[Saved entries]

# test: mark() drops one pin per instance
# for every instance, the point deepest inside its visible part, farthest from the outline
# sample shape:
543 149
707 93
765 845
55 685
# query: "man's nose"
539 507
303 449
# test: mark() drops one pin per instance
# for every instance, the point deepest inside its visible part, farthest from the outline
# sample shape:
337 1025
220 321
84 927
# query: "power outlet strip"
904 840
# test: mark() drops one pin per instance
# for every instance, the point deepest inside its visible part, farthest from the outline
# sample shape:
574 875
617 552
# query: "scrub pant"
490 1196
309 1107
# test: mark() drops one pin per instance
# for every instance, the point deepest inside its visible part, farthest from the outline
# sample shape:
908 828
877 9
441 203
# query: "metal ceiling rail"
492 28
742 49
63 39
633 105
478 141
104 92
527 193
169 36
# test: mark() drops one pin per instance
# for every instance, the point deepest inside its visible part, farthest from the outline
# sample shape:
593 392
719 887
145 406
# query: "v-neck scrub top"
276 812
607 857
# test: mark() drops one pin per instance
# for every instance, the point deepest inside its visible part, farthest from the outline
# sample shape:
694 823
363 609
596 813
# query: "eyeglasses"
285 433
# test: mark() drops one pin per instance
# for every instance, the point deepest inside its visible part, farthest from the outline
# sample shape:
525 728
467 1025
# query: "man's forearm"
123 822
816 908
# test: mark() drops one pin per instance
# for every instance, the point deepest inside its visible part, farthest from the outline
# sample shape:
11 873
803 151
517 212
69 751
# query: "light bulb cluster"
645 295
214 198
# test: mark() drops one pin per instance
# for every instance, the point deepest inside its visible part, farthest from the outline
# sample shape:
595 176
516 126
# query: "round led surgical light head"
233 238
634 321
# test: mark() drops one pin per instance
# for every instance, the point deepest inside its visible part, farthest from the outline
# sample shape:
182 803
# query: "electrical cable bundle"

(The task): Would you please give all of the entries above once more, exactly as they are?

(Response box):
# test: mark() drops one pin per instance
# for every instance, the point deepest inside its visible part, farthest from the outline
# sample shape:
543 149
707 93
765 845
55 685
# query: "man's nose"
539 507
303 449
# test: mark() drops one pin per instance
# for every instance, the point deepest inside its visible part, farthest from the outline
# sample shape:
337 1025
220 321
84 927
# query: "power outlet strip"
904 840
# test: mark() drops one pin per instance
# for every instance, the point deepest inside its visible part, farthest from the outline
# sample shape:
574 875
617 552
# query: "scrub pant"
490 1196
309 1107
# test: mark() drops one pin per instance
# for every instance, the point deepest inside its visible part, farthest from the outline
# sample shape:
908 828
877 9
441 203
# query: "metal ceiling rail"
492 28
742 49
63 39
633 105
478 141
104 92
527 193
169 36
# test: mark() drops one pin per instance
# for every instance, the point deepest inside its visible part, farthest from the outline
# sample shape:
593 392
719 887
145 406
# query: "v-neck scrub top"
276 812
607 857
# test: mark() drops one pin per instance
# for every instance, the point deepest inside its visible part, farthest from the outline
# sample shape:
694 823
363 609
596 813
# query: "eyeglasses"
285 433
# test: mark() drops one pin per instance
# for every instance, the point deepest inside its visible part, farthest from the outline
# sample shape:
525 728
467 1025
# query: "man's forearm"
123 822
816 908
# test: mark() drops one pin per instance
# for every instance, the point deepest inside its visible part, farthest from the outline
# sample shape:
11 873
803 151
517 212
69 751
# query: "light bulb cluster"
645 295
214 198
# test: mark() drops one pin per instance
# for every instance, the point deepest inside its visible part, farthest from the outline
# sample shape:
595 176
516 126
# query: "round led surgical light head"
233 238
634 321
# test: mark() drops one pin per instance
# for every instance, the point deepest inside its visible part, farthest from the outline
# sample shape:
182 803
# query: "electrical cable bundle"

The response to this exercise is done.